------ Materials provided

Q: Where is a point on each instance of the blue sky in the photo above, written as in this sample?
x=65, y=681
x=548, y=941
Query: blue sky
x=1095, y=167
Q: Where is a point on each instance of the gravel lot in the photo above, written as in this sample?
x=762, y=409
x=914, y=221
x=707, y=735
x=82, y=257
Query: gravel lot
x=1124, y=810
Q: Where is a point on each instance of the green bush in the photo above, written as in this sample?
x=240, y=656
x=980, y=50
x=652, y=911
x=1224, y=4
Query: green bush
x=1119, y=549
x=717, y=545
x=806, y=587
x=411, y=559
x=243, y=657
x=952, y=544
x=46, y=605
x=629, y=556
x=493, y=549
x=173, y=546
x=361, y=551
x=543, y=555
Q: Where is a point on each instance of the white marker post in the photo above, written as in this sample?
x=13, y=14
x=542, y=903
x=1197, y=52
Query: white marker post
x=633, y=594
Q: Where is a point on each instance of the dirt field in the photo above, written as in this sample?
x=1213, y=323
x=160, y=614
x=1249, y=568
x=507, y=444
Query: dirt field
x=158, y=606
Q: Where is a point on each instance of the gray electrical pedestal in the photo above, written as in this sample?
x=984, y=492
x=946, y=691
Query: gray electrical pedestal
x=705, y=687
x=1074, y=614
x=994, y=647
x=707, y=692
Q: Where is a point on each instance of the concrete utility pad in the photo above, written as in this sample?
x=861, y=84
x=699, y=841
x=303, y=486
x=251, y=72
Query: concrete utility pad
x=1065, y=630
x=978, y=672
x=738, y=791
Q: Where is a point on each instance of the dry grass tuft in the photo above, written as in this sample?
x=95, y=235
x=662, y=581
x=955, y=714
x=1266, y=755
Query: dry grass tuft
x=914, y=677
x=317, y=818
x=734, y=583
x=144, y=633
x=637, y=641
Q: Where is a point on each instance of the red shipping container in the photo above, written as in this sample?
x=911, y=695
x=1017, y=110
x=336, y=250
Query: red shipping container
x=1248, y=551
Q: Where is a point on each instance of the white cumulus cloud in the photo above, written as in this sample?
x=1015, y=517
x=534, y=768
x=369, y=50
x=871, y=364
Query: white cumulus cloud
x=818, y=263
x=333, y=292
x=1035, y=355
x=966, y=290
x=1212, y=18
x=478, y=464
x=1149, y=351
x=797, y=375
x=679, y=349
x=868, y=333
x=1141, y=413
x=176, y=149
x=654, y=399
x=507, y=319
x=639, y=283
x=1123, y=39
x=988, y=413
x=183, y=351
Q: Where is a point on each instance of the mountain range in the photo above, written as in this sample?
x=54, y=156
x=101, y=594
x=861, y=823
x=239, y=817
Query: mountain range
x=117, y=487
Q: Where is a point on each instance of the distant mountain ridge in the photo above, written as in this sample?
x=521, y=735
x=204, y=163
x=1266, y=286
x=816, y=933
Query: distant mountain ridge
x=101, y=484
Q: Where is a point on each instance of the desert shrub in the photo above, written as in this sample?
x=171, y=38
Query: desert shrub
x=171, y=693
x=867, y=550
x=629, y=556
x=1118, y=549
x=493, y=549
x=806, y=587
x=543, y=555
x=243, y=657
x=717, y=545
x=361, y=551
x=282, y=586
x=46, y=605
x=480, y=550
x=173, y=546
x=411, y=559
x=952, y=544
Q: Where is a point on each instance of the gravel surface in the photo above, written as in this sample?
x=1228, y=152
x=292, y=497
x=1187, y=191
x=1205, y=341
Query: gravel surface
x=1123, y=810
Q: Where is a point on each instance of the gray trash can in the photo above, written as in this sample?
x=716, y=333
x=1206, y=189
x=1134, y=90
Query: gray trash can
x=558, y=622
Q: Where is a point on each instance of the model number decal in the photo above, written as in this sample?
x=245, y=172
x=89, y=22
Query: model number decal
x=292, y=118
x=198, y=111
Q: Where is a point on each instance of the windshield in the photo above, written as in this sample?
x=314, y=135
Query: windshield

------------

■ **Your goal**
Can you write out every line from the one with "the gray trash" through the last line, offsetting each answer coordinate by adding 89 to both numbers and leaving the sample coordinates unchanged?

■ **Answer to this problem**
Q: Where is a point on each instance of the gray trash can in the photo above, written as in this sample?
x=716, y=333
x=1206, y=189
x=1134, y=90
Query: gray trash can
x=647, y=711
Q: Where is a point on each instance of the model number decal in the photo above, written as in this sample?
x=245, y=172
x=89, y=22
Query: model number decal
x=381, y=207
x=287, y=200
Q: Where is a point on each instance of the windshield in the photo above, written as in this sample?
x=314, y=135
Query: windshield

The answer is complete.